**REQUIREMENT**:
Quote every one of the records below word for word, reproducing each line without any change.

Position annotation records
Start
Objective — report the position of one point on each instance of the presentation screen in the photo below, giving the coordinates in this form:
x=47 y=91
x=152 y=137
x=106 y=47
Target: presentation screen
End
**THE REPLY**:
Objective — report the position of one point on each instance of the presentation screen in the photo below, giving the coordinates in this form:
x=47 y=91
x=152 y=137
x=106 y=47
Target: presentation screen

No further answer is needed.